*Problem a*. According to the forum thread below on collecting chunks in eCAP, why did the poster's filtering code stop returning all the content once the JSON data grew larger? Answer in one to three sentences.

*Given text*.

········

How to collect all chunks together

Asked by Sandeep Kuttal on 2010-11-08

Hi Alex,

Today just i found a fundamental flaw in the code I wrote for ecap. My code is just looking at the json data exchanged. I was filtering some contents by looking at the contents. The code was working fine for small length json data. But as soon as increased the data it was not giving all the contents.

I figured out that the buffer (in file) when I am adding chunk to it has just the first chunk and latter I am filtering that first chunk and getting contents. Can you kindly suggest how I can get all the related chunks first and then start filtering the contents. I am using the following code in start() of the file..


                                  const libecap::Area vb = hostx->vbContent(0, libecap::nsize); // get all vb
                                 std::string chunk = vb.toString(); // expensive, but simple
                                 hostx->vbContentShift(vb.size);//wehave copy do not need vb at all
                                 buffer += chunk; // buffer what we got
                                // here I used the buffer to do filter the contents from it

since this code is not accumulating all the contents just has the chunk is filtering for the chunk. Can you kindly suggest?

Question information

English Edit question
eCAP Edit question
No assignee Edit question
Solved by:
Sandeep Kuttal
Last query:
Last reply:
Alex Rousskov (rousskov) said : #1

You may accumulate incoming chunks in a dedicated transaction member and then process the accumulated contents when the last chunk comes in. To handle large files efficiently, you would need to write more complex code that does not accumulate too much data.

This kind of processing is not specific to eCAP; it is very similar to processing content being read from a disk file or network socket.

········

*Input rows*.
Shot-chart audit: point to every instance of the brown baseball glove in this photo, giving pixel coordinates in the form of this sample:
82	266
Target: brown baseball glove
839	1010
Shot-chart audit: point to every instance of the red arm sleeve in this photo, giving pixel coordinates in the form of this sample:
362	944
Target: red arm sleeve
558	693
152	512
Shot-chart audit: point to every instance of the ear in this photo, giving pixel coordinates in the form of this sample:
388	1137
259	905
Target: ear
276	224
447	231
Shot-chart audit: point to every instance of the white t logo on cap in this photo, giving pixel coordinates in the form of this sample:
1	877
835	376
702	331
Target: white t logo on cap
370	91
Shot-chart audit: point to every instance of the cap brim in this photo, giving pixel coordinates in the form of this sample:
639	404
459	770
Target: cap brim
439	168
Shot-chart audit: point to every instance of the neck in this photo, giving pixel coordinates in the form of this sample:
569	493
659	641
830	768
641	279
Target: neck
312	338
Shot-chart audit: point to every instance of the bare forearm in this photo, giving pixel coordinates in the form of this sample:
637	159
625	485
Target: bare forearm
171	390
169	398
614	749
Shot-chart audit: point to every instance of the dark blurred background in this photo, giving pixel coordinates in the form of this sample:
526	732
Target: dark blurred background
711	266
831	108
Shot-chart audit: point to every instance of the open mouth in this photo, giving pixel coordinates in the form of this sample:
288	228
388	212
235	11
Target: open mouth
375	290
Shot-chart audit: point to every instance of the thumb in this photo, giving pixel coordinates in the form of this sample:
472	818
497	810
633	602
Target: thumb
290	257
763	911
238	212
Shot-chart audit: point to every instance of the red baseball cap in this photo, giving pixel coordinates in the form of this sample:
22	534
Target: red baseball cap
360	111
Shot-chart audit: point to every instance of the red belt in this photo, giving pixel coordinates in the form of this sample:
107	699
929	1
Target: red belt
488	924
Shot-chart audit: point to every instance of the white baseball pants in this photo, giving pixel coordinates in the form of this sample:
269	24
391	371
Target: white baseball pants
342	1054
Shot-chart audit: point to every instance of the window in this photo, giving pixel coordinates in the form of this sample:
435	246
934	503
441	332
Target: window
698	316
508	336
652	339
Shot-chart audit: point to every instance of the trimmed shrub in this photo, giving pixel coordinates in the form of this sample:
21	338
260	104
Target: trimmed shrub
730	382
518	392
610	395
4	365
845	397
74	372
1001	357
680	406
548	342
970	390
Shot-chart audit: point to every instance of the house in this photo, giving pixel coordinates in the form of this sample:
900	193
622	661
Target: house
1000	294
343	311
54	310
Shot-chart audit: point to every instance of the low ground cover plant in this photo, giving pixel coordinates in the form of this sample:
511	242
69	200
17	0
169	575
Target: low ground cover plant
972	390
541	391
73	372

········

*Problem b*. Reproduce the records word for word, from the line that contains "Shot-chart audit: point to every instance of the red baseball" through the end of the records, both included.

*Result a*. When the poster filtered the buffer, it held only the first chunk, so only that chunk was filtered. The other chunks were not yet in the buffer when filtering began.

*Result b*.
Shot-chart audit: point to every instance of the red baseball cap in this photo, giving pixel coordinates in the form of this sample:
22	534
Target: red baseball cap
360	111
Shot-chart audit: point to every instance of the red belt in this photo, giving pixel coordinates in the form of this sample:
107	699
929	1
Target: red belt
488	924
Shot-chart audit: point to every instance of the white baseball pants in this photo, giving pixel coordinates in the form of this sample:
269	24
391	371
Target: white baseball pants
342	1054
Shot-chart audit: point to every instance of the window in this photo, giving pixel coordinates in the form of this sample:
435	246
934	503
441	332
Target: window
698	316
508	336
652	339
Shot-chart audit: point to every instance of the trimmed shrub in this photo, giving pixel coordinates in the form of this sample:
21	338
260	104
Target: trimmed shrub
730	382
518	392
610	395
4	365
845	397
74	372
1001	357
680	406
548	342
970	390
Shot-chart audit: point to every instance of the house in this photo, giving pixel coordinates in the form of this sample:
900	193
622	661
Target: house
1000	294
343	311
54	310
Shot-chart audit: point to every instance of the low ground cover plant in this photo, giving pixel coordinates in the form of this sample:
511	242
69	200
17	0
169	575
Target: low ground cover plant
972	390
541	391
73	372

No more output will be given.